▸ 挑战
下面哪些行含有“wooden”这个词？请把这些行完整返回。

━━━━━━━━━━

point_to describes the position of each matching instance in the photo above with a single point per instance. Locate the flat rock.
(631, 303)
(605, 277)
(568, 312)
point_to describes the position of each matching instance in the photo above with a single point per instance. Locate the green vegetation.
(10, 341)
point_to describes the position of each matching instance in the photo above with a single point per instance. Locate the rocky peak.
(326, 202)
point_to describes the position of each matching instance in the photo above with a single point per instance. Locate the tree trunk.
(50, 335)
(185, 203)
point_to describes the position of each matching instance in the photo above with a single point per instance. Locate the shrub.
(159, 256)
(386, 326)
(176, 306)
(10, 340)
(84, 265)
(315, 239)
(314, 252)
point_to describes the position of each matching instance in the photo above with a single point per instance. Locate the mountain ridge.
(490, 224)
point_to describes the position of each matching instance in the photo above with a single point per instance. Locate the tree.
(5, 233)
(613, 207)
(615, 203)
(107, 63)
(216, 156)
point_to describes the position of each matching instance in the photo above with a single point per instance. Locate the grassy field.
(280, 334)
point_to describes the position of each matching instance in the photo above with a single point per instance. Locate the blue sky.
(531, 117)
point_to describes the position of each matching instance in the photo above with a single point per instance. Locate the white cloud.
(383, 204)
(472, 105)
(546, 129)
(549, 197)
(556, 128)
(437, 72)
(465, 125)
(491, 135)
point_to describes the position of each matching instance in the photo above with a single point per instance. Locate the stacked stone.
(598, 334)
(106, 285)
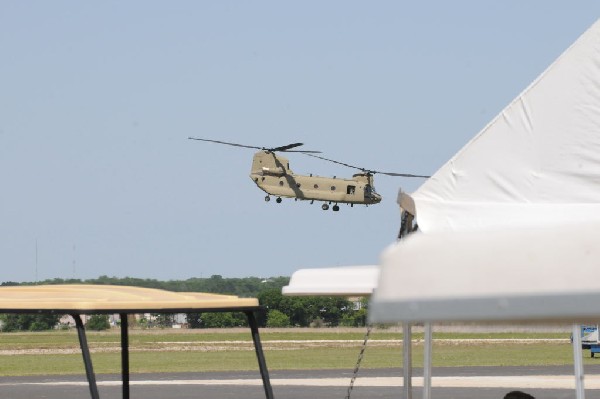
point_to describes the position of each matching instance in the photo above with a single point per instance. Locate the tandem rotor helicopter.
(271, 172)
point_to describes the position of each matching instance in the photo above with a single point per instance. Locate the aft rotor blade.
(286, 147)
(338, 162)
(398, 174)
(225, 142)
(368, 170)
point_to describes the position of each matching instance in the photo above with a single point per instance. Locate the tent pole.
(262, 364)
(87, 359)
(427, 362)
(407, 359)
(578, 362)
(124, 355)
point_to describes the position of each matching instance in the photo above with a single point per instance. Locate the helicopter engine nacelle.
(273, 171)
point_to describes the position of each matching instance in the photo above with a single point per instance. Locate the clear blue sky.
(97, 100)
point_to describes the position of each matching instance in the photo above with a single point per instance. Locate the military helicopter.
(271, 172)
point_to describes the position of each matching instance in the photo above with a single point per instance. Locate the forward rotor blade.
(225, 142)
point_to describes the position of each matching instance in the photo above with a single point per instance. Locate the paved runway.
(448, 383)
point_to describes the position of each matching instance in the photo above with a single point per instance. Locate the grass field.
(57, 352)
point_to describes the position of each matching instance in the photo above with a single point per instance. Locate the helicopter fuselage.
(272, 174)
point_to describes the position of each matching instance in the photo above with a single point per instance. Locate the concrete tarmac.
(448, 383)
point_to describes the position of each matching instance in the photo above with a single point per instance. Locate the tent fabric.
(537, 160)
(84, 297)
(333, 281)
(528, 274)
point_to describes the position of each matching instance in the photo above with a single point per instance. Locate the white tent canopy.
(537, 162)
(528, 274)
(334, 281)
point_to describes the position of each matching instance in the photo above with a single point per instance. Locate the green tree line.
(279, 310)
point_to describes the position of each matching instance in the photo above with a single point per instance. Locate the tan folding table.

━━━━━━━━━━

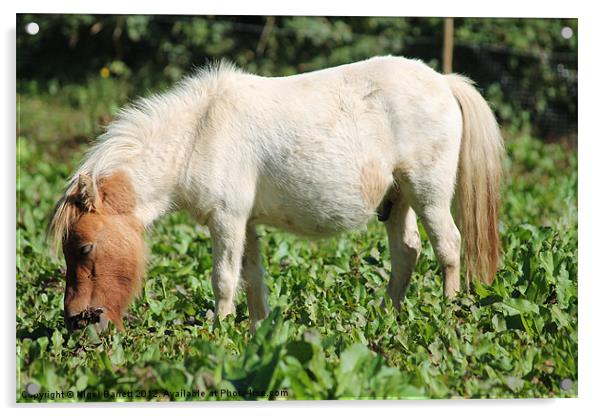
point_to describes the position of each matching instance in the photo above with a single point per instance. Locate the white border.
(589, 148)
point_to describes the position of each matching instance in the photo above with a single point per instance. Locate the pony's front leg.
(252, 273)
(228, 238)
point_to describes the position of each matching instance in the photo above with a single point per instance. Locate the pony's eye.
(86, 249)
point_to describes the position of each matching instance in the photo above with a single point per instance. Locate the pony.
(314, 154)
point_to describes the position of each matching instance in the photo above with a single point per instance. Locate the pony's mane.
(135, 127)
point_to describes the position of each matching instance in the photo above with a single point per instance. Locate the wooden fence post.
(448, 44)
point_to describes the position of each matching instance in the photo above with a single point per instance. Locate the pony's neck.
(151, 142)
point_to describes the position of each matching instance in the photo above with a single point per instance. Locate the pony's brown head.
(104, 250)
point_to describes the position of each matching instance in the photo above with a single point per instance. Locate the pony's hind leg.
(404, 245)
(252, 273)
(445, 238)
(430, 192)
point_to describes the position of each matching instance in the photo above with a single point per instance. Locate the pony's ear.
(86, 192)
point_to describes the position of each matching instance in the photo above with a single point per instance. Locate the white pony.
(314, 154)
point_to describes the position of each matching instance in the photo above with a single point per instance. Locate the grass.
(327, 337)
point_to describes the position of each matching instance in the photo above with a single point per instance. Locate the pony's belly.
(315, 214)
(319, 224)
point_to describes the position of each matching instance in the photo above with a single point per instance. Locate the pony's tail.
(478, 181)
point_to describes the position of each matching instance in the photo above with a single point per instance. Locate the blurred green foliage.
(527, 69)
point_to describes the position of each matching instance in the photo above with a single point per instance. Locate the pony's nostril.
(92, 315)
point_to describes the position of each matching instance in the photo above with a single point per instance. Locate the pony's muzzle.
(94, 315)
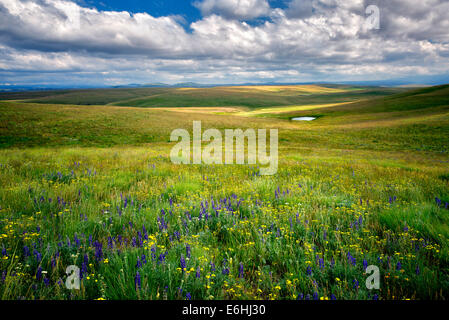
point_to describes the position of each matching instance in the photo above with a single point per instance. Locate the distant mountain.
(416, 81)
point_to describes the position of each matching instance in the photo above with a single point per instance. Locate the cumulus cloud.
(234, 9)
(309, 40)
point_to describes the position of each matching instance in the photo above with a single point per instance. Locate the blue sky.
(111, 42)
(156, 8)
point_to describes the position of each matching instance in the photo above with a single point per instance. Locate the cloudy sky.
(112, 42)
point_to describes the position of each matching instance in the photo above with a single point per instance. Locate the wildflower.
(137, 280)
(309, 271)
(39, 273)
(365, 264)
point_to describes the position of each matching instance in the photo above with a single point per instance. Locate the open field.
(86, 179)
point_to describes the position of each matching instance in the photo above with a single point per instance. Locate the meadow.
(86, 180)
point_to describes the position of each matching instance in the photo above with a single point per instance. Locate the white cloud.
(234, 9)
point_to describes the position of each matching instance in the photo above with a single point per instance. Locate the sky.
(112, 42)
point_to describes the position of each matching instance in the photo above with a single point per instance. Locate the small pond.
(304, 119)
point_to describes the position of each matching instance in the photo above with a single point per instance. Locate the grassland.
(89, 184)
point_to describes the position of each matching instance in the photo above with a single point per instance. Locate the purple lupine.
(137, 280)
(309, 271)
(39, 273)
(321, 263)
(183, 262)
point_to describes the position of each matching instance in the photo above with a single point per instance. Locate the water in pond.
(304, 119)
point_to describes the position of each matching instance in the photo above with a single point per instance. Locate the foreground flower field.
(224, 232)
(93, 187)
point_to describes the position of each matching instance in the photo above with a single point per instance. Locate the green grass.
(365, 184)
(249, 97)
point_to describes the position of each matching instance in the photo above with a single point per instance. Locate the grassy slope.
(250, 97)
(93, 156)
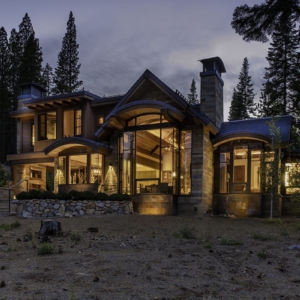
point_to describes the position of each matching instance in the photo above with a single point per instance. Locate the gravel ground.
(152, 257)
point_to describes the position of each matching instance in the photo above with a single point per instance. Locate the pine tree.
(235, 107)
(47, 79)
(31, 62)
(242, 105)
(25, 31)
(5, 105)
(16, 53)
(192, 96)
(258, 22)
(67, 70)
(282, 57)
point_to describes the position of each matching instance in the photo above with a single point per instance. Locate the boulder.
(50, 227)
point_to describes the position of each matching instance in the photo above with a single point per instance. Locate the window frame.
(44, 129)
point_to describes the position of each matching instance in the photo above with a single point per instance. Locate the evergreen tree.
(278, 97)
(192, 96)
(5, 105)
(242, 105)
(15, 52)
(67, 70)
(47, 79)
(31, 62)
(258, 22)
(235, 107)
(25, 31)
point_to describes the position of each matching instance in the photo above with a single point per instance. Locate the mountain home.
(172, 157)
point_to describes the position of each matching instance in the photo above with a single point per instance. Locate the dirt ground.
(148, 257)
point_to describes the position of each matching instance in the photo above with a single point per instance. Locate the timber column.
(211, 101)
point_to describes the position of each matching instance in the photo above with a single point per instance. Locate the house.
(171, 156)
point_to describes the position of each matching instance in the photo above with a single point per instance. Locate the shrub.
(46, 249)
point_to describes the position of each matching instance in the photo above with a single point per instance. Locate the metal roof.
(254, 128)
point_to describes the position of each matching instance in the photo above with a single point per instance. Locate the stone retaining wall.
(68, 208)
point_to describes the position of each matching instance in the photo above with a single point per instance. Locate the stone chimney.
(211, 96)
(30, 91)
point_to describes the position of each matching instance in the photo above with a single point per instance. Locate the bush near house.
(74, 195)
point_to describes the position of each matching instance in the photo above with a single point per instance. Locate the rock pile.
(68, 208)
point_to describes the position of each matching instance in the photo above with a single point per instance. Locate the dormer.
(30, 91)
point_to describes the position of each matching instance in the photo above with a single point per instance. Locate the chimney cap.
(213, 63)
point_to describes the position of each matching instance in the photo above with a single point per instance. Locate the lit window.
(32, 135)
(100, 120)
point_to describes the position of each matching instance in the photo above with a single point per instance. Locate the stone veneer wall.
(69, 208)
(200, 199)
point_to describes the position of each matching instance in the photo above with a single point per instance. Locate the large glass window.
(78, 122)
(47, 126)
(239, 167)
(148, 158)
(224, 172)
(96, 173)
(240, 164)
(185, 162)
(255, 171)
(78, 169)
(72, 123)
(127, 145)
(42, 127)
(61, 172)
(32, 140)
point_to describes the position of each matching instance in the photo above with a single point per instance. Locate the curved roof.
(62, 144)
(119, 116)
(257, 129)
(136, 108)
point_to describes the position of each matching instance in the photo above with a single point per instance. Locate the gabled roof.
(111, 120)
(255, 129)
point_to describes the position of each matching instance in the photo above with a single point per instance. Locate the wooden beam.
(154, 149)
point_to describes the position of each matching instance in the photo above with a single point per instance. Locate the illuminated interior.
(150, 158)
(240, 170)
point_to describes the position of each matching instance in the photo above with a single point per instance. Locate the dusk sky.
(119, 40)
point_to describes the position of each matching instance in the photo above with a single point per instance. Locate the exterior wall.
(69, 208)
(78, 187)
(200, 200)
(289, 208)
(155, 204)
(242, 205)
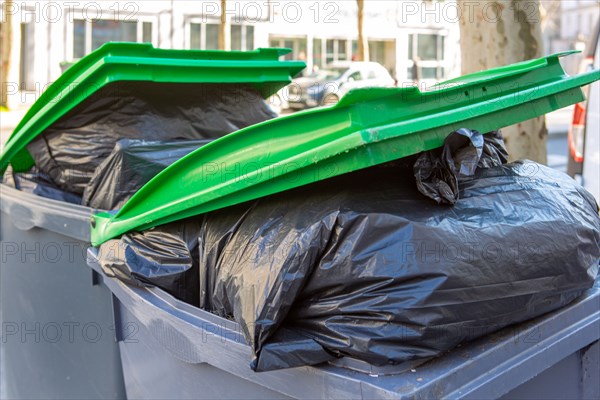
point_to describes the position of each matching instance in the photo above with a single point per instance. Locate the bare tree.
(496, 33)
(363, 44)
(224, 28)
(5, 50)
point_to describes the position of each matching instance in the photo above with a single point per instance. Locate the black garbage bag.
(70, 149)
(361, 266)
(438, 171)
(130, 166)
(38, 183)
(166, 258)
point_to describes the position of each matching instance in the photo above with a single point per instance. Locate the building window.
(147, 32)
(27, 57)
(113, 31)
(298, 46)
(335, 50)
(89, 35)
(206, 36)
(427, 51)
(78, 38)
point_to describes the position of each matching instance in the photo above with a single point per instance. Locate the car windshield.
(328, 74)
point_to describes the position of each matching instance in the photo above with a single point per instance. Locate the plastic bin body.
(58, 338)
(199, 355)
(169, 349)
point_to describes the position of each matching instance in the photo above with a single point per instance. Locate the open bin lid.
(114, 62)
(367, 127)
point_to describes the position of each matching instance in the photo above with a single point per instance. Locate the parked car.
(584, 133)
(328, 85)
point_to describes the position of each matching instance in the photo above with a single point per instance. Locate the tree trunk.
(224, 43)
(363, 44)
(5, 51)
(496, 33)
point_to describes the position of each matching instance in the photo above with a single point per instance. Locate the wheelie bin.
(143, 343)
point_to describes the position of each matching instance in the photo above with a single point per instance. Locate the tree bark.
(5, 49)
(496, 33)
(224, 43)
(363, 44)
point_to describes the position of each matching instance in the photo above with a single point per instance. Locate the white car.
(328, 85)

━━━━━━━━━━

▸ 已完成任务
point_to describes the position of each matching instance in the photo above with a single point per instance. Locate the wooden fence post.
point_to describes the position of each matching instance in the photo above with a single point per instance. Locate the wooden beam.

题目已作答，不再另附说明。